**PASSAGE**
(begin)
This is basically a variation of the myth of the risk-taking entrepreneur, i.e. the idea that innovation comes from a few individual geniuses who will only help the community if we provide them with incentives, i.e. shittons of money.

No, you are either completely missing my point, or you are deliberatly making up arguments that I never made.

Just to be clear: your argument, as I understood it, is that innovation will come from analyzing all the possible data and we therefore need no markets. My argument is that innovation (creative destruction as Schumpeter calls it) comes from thinking outside the box and overcoming adversity, but this is not necessarily tied to individual genius. As such, its not inconceivable that the state or big corporations are creating a lot of innvations, and in fact they do!, but - and this is what I mean by risk-taking - not through complete analysis of any given data. But by putting out something new, i.e. something that is not "hidden" in the data of the existing status quo and thereby risking failure. And when you want to see wether something new will work, markets are really, really useful because they aggregate not only quantifiable data about a product but also non-quatifiable data about social norms, expectations, aspirations etc, i.e. not only the value that an individual perceives in the product for itself, but also how it affects his/her relations to others. So for example when you buy a very expensive electric car, that in almost every aspect performs worse than a conventional car, then clearly the value that's expressed in the price you're willing to pay, is not only in the "transportation value" but also in other things, maybe status, maybe you want to set an example. But to find that out, you actually have to take the risk that people will not buy it and the only way to find that out is a market. The state can do that, corporations can do that, individuals can do that.

So if the state or big corporations can lead innovation, then why would I think that collective oversight would be detrimental then?
(end)
**REQUESTS**
1. Render this sentence from the comment about innovation in Spanish: "But to find that out, you actually have to take the risk that people will not buy it and the only way to find that out is a market."
2. Reproduce, without any change, the part of the comment about innovation starting with "This is basically" and going on through "I never made.".
Please rely only on the comment about innovation, with nothing drawn from elsewhere.

**DATASET EXTRACT**
(begin)
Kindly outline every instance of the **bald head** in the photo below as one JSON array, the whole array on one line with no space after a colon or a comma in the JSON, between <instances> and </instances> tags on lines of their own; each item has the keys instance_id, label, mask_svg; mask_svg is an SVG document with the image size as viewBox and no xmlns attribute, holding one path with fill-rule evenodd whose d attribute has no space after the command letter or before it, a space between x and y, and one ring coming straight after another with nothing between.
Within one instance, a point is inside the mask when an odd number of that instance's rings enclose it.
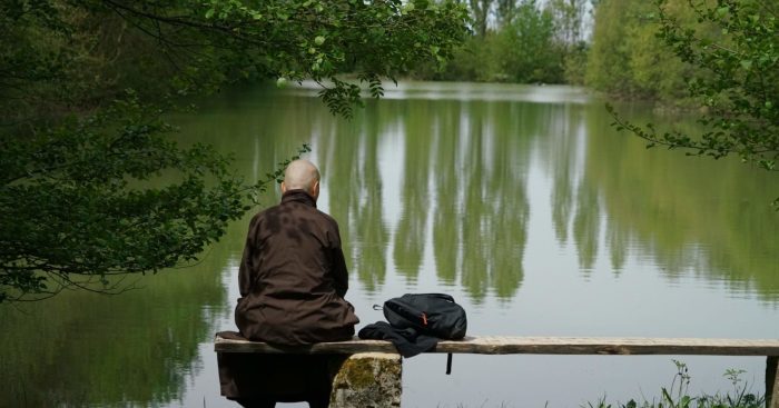
<instances>
[{"instance_id":1,"label":"bald head","mask_svg":"<svg viewBox=\"0 0 779 408\"><path fill-rule=\"evenodd\" d=\"M319 170L308 160L295 160L284 170L282 193L287 190L305 190L314 199L319 197Z\"/></svg>"}]
</instances>

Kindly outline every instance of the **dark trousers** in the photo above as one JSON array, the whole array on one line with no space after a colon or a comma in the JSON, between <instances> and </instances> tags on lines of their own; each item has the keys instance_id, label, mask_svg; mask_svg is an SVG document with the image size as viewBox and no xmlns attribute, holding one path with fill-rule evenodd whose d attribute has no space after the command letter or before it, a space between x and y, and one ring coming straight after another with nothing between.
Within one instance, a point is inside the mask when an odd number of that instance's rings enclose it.
<instances>
[{"instance_id":1,"label":"dark trousers","mask_svg":"<svg viewBox=\"0 0 779 408\"><path fill-rule=\"evenodd\" d=\"M231 398L233 399L233 398ZM286 399L286 398L284 398ZM254 397L254 398L234 398L233 400L240 404L245 408L274 408L276 402L298 402L306 401L310 408L327 408L329 405L329 395L319 396L300 396L300 399L294 400L276 400L270 397Z\"/></svg>"},{"instance_id":2,"label":"dark trousers","mask_svg":"<svg viewBox=\"0 0 779 408\"><path fill-rule=\"evenodd\" d=\"M333 377L346 359L326 355L219 352L221 395L243 407L273 408L306 401L327 408Z\"/></svg>"}]
</instances>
(end)
**RESPONSE LIST**
1. Pero para averiguarlo, en realidad tienes que asumir el riesgo de que la gente no lo compre, y la única forma de averiguarlo es un mercado.

2.
This is basically a variation of the myth of the risk-taking entrepreneur, i.e. the idea that innovation comes from a few individual geniuses who will only help the community if we provide them with incentives, i.e. shittons of money.

No, you are either completely missing my point, or you are deliberatly making up arguments that I never made.